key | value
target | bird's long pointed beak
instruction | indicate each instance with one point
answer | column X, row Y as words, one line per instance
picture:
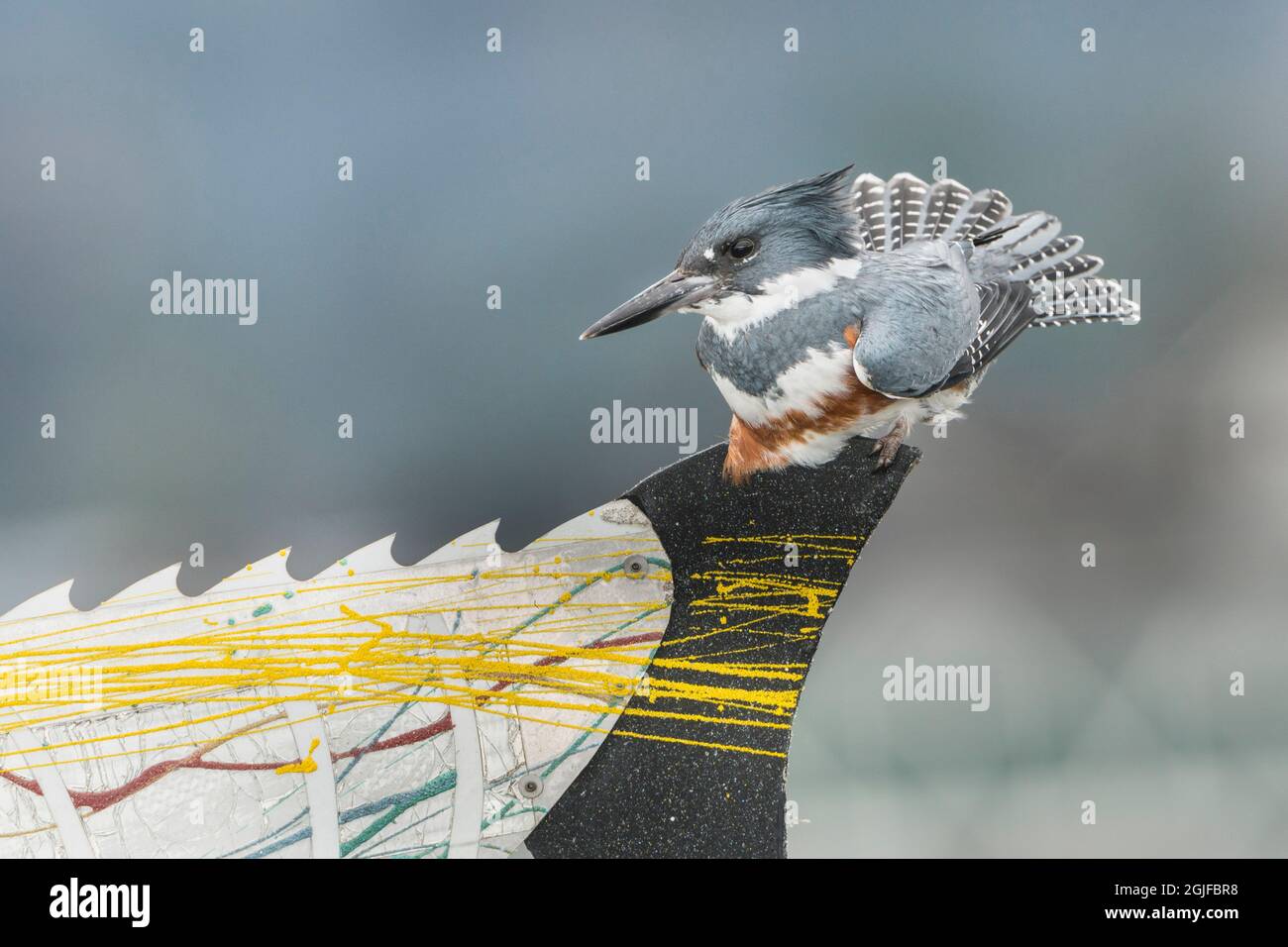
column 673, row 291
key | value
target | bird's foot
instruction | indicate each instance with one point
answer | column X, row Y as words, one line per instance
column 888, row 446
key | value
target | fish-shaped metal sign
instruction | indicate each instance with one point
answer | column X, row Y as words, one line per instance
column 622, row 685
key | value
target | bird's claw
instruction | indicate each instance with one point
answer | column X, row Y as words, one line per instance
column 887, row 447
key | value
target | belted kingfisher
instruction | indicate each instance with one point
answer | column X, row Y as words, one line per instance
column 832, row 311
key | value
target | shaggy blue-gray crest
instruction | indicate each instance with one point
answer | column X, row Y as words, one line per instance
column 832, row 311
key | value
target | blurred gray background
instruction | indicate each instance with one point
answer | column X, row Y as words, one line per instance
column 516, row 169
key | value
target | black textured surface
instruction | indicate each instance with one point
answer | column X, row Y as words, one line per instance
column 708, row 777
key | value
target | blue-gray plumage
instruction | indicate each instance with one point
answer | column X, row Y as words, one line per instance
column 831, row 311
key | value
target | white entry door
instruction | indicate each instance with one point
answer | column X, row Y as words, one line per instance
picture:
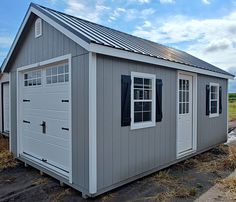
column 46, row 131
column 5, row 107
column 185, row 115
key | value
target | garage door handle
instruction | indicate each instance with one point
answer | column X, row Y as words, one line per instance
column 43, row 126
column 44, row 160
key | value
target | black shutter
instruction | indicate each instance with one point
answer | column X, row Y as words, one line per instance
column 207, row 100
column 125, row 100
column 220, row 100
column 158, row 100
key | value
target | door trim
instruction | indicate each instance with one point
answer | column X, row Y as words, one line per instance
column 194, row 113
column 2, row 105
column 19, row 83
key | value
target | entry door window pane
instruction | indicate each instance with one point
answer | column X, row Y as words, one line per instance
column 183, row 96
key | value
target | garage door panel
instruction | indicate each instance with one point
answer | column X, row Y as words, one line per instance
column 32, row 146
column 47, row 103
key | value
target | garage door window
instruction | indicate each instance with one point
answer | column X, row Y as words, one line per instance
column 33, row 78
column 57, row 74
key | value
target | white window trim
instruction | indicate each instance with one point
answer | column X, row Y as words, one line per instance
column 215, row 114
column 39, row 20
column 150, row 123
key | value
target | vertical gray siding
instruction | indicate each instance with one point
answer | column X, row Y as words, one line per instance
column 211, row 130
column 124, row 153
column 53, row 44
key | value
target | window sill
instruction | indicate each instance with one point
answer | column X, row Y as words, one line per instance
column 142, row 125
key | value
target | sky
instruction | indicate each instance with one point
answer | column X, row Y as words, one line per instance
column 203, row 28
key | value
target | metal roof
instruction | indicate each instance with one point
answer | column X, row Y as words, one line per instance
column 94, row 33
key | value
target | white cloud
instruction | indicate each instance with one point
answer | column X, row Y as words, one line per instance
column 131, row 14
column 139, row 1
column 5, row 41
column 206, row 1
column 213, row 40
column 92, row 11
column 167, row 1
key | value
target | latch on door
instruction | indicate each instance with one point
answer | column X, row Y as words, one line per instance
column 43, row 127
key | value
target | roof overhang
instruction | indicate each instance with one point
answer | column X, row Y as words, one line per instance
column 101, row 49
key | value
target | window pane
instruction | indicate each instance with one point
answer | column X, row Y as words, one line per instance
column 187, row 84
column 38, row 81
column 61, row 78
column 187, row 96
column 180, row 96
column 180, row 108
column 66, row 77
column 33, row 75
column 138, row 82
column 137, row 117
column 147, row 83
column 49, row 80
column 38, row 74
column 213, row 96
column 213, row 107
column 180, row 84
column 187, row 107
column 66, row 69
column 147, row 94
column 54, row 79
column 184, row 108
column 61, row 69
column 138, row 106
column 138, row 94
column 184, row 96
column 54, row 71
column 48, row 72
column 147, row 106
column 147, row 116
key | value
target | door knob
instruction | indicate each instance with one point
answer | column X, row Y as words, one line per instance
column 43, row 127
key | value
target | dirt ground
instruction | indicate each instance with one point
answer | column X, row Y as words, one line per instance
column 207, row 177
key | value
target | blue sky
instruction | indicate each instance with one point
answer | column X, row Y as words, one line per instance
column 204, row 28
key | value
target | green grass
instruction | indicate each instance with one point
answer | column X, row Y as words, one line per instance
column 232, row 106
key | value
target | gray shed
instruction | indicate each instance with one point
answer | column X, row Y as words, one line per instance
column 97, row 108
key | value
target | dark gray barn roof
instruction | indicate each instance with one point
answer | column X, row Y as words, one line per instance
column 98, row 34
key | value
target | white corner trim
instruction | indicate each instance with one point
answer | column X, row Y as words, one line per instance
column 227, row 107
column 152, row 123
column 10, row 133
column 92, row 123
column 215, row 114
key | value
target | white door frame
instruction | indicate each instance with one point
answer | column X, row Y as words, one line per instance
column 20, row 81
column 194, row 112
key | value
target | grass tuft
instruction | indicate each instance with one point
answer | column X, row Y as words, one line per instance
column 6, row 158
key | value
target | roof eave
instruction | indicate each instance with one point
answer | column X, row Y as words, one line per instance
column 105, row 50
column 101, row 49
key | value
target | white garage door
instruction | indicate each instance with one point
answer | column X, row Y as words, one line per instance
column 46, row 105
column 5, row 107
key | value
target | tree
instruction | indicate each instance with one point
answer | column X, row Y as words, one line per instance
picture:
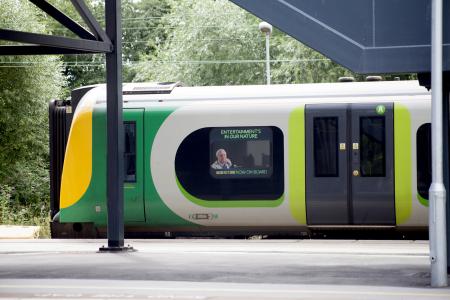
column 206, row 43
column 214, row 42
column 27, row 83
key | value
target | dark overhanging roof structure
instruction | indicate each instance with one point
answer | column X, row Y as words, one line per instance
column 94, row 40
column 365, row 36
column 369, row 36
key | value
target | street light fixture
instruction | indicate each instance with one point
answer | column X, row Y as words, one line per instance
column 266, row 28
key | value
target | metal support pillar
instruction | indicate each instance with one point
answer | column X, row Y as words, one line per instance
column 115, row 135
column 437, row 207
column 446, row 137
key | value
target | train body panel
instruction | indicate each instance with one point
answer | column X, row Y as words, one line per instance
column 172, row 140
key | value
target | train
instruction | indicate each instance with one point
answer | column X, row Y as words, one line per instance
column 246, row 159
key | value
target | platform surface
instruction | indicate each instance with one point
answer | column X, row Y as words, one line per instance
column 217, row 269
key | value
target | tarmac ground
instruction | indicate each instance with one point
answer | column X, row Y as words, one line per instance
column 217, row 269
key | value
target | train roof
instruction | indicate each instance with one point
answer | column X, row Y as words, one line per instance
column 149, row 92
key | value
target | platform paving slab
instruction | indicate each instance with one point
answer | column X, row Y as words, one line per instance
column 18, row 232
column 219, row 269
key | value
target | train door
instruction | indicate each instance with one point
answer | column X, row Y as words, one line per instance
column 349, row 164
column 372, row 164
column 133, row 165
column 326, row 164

+ + + + +

Task directions ▸ Output all of the data exactly as it stands, minus any images.

Answer to the problem ▸
key | value
target | bird's long pointed beak
instruction | indicate each instance with one point
answer | column X, row Y as words, one line per instance
picture:
column 673, row 291
key | value
target | bird's foot
instruction | indicate each instance with one point
answer | column X, row Y as words, one line per instance
column 888, row 446
key | value
target | fish-shaped metal sign
instruction | indicate each instance with one point
answer | column X, row Y as words, one line per instance
column 622, row 685
key | value
target | bird's claw
instruction | indicate each instance with one point
answer | column X, row Y as words, one line per instance
column 887, row 447
key | value
target | belted kingfisher
instruction | indicate each instance with one point
answer | column X, row Y as words, one line per instance
column 832, row 311
key | value
target | shaggy blue-gray crest
instruction | indicate each instance with one point
answer | column X, row Y as words, one line per instance
column 832, row 311
key | value
target | blurred gray background
instruction | indicate each instance with one point
answer | column X, row Y as words, one line per instance
column 516, row 169
key | value
target | black textured surface
instruction | indicate each instance with one point
answer | column X, row Y as words, one line per instance
column 708, row 777
key | value
target | blue-gray plumage
instruction | indicate each instance with one point
answer | column X, row Y as words, one line per instance
column 831, row 311
key | value
target | white entry door
instruction | indicate each instance with one point
answer | column X, row Y as words, one line per instance
picture:
column 46, row 131
column 5, row 107
column 185, row 115
key | value
target | garage door handle
instruction | indicate each instance with one point
answer | column X, row Y as words, one line per instance
column 43, row 126
column 44, row 160
key | value
target | black shutter
instruction | indicate each instance with one point
answer | column X, row Y as words, one line per instance
column 207, row 100
column 125, row 100
column 220, row 100
column 158, row 100
key | value
target | door trim
instruction | indicate each instance with one point
answer | column X, row Y as words, one line per instance
column 194, row 113
column 2, row 105
column 19, row 83
key | value
target | entry door window pane
instruction | indicate each instance with one point
answer | column X, row Y as words, one line per instance
column 183, row 96
key | value
target | garage door panel
instruction | indicate each instance with one point
answer | column X, row Y as words, one line per instance
column 32, row 146
column 47, row 103
key | value
target | garage door window
instruction | indicate each instance with one point
answer | column X, row Y as words, one line per instance
column 33, row 78
column 57, row 74
key | value
target | white window trim
instruction | indicate each instance with one point
answer | column X, row Y as words, one line per instance
column 215, row 114
column 39, row 20
column 150, row 123
key | value
target | vertical gray siding
instruction | indicate each instance with one point
answer | column X, row Y as words, one line per instance
column 211, row 130
column 124, row 153
column 53, row 44
key | value
target | window sill
instruction | indicate each instance with one point
answer | column X, row Y as words, one line per instance
column 142, row 125
key | value
target | sky
instruction | indicate each instance with one point
answer | column X, row Y as words, one line per instance
column 203, row 28
key | value
target | metal roof
instruction | indicate each instance with one point
answer | column X, row Y as words, one line per instance
column 94, row 33
key | value
target | white cloud
instruction | indicate each instance with one point
answer | column X, row Y as words, one line per instance
column 131, row 14
column 139, row 1
column 5, row 41
column 206, row 1
column 213, row 40
column 92, row 11
column 167, row 1
key | value
target | latch on door
instruction | indicate each instance with one point
answer | column X, row Y as words, one line per instance
column 43, row 127
key | value
target | roof overhang
instruction | indicate each instance with one point
answer | column X, row Y as words, one line per instance
column 101, row 49
key | value
target | window pane
instruction | indicate each instance with one point
answer | column X, row Y as words, one line per instance
column 187, row 84
column 38, row 81
column 61, row 78
column 187, row 96
column 180, row 96
column 180, row 108
column 66, row 77
column 33, row 75
column 138, row 82
column 137, row 117
column 147, row 83
column 49, row 80
column 38, row 74
column 213, row 96
column 213, row 107
column 180, row 84
column 187, row 107
column 66, row 69
column 147, row 94
column 54, row 79
column 184, row 108
column 61, row 69
column 138, row 106
column 138, row 94
column 184, row 96
column 54, row 71
column 48, row 72
column 147, row 106
column 147, row 116
key | value
target | door knob
instruction | indicate each instance with one point
answer | column X, row Y as words, one line per instance
column 43, row 127
key | value
target | dirt ground
instruction | indicate each instance with one point
answer | column X, row Y as words, one line per instance
column 207, row 177
key | value
target | blue sky
instruction | indicate each instance with one point
answer | column X, row Y as words, one line per instance
column 204, row 28
key | value
target | green grass
instruction | indicate each instance with one point
answer | column X, row Y as words, one line per instance
column 232, row 106
key | value
target | gray shed
instruction | indicate each instance with one point
answer | column X, row Y as words, one line per instance
column 97, row 108
key | value
target | dark gray barn roof
instruction | indicate each instance with one point
answer | column X, row Y as words, one line per instance
column 98, row 34
key | value
target | white corner trim
instruction | indicate each instance with one point
answer | column X, row Y as words, one line per instance
column 227, row 107
column 152, row 123
column 10, row 133
column 92, row 123
column 215, row 114
key | value
target | white door frame
instruction | indicate each instance with one point
answer | column X, row Y as words, one line per instance
column 20, row 81
column 194, row 112
key | value
target | grass tuft
instruction | indicate each instance with one point
answer | column X, row Y as words, one line per instance
column 6, row 158
key | value
target | roof eave
instruction | indicate each instance with one point
answer | column X, row Y as words, one line per instance
column 105, row 50
column 101, row 49
key | value
target | white garage door
instruction | indicate each instance with one point
answer | column X, row Y as words, one line per instance
column 46, row 105
column 5, row 107
key | value
target | tree
instruction | indicate each instance with one point
answer | column X, row Y as words, one line per instance
picture:
column 206, row 43
column 214, row 42
column 27, row 83
key | value
target | dark overhanging roof structure
instruction | indicate each instance with one point
answer | column X, row Y as words, one line per instance
column 94, row 40
column 365, row 36
column 369, row 36
key | value
target | street light fixture
instruction | indicate each instance with one point
answer | column X, row Y as words, one line per instance
column 266, row 28
key | value
target | metal support pillar
instruction | indicate each instance with one point
answer | column X, row Y as words, one line per instance
column 115, row 135
column 437, row 207
column 446, row 137
key | value
target | train body panel
instruction | indicate each instance with one point
answer | column X, row Y as words, one line per instance
column 172, row 140
key | value
target | train
instruction | indicate each instance with one point
answer | column X, row Y as words, one line per instance
column 246, row 159
key | value
target | platform surface
instruction | indicate each instance with one point
answer | column X, row Y as words, one line per instance
column 217, row 269
key | value
target | tarmac ground
instruction | indicate each instance with one point
answer | column X, row Y as words, one line per instance
column 217, row 269
key | value
target | train roof
instruction | indicate each instance with one point
answer | column X, row Y as words, one line per instance
column 149, row 92
key | value
target | platform paving slab
instruction | indicate each instance with one point
answer | column X, row Y as words, one line per instance
column 18, row 232
column 219, row 269
key | value
target | train door
instruction | indicate each instance with one point
answer | column X, row Y as words, one line per instance
column 349, row 164
column 372, row 164
column 133, row 165
column 326, row 164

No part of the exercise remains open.